**WHAT YOU HAVE TO DO:** Locate each line below that contains the string "bathroom" and copy those lines out. Case counts.

**MATERIAL FOR THE TASK:**
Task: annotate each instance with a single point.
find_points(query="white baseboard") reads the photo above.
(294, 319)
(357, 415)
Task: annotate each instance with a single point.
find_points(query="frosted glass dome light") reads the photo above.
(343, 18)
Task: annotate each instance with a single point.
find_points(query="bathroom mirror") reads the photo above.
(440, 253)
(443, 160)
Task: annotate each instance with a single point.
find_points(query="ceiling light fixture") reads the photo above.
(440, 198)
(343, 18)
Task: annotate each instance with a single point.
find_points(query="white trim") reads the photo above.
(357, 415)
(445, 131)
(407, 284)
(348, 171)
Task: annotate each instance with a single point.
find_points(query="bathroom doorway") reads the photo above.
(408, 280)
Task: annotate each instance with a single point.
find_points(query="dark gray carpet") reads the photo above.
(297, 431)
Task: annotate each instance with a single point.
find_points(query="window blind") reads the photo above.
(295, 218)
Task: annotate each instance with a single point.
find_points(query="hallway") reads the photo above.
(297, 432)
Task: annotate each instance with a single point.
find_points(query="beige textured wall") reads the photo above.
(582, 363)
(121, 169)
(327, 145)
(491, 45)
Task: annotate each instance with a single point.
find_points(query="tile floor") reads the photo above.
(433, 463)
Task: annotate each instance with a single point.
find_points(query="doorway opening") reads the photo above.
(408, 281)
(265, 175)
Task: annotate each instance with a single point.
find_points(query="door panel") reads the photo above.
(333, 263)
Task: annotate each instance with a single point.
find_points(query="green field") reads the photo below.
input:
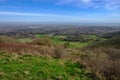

**OUTPUT FOR THIS TASK:**
find_points(query="bathroom mirror") reads the photo above.
find_points(query="bathroom doorway") reads the photo above.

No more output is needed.